DATA RECORDS —
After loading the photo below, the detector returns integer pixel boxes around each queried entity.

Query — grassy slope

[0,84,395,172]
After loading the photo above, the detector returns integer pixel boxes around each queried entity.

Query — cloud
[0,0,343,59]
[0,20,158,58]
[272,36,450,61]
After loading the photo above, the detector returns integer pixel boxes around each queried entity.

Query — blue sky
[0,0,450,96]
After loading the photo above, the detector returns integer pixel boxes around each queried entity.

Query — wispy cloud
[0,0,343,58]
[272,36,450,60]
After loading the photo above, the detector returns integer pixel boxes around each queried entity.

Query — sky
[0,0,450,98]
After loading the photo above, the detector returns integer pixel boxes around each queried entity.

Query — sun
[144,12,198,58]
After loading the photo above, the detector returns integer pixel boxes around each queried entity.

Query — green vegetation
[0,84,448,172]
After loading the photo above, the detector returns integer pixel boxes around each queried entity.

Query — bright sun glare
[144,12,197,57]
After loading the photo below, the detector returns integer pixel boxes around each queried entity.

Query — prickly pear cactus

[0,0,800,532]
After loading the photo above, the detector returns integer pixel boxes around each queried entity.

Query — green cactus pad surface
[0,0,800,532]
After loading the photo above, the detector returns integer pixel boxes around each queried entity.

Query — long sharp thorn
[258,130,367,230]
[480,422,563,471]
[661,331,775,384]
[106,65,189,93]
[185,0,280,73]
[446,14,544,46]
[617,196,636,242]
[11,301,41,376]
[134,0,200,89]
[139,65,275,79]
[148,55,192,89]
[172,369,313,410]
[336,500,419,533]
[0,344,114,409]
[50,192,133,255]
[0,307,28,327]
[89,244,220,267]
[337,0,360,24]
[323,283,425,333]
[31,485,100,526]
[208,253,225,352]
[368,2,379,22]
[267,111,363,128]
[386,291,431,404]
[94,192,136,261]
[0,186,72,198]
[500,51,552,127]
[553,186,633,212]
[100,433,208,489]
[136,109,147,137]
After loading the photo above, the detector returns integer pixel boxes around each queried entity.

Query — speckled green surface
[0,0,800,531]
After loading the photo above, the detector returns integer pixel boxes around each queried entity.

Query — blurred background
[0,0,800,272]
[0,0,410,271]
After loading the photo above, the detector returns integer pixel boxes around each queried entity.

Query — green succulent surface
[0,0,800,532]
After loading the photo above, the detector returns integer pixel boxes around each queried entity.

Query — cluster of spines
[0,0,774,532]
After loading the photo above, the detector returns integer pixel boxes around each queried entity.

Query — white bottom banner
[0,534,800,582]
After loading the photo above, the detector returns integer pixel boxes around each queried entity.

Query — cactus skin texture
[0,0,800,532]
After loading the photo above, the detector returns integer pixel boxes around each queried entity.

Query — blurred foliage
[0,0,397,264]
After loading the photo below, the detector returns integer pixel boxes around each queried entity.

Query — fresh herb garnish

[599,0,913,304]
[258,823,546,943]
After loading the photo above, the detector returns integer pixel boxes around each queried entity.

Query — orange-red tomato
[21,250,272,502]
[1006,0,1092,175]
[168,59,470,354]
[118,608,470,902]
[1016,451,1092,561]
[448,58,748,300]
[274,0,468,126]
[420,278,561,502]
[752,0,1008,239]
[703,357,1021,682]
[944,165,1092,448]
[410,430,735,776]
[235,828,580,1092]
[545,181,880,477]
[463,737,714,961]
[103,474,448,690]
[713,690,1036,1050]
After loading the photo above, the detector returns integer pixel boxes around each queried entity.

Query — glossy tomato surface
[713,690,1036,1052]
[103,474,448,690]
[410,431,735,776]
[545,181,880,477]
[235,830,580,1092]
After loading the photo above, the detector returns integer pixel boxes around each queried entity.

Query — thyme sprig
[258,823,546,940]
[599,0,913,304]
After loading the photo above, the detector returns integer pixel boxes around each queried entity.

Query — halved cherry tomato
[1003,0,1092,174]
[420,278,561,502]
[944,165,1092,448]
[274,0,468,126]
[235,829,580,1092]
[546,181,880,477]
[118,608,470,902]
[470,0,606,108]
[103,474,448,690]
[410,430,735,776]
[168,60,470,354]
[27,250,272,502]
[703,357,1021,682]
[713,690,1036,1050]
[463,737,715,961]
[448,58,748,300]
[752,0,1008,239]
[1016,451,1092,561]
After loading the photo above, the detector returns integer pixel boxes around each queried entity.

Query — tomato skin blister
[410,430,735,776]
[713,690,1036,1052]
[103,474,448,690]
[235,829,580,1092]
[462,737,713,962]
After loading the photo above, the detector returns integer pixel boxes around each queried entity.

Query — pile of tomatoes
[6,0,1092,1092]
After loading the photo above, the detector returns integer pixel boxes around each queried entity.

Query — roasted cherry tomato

GOAL — Rewrite everything from the start of the material down to and including the line that contains "[0,0,450,98]", with "wispy cloud" changed to "thin cloud" and all else left as it is.

EXERCISE RESPONSE —
After loading the photo below, the detector returns integer pixel boxes around each queried entity.

Query — grassy slope

[0,84,395,172]
After loading the photo above, the detector returns integer pixel boxes around each queried entity.

Query — cloud
[0,0,343,59]
[0,20,158,58]
[272,36,450,61]
After loading the photo above, the detector returns integer pixel boxes around each queried entity.

Query — blue sky
[0,0,450,96]
After loading the photo above, the detector returns integer pixel boxes around each queried entity.

Query — thin cloud
[0,0,343,58]
[272,36,450,60]
After loading the photo above, the detector returns integer pixel boxes around each queried entity.

Query — sky
[0,0,450,98]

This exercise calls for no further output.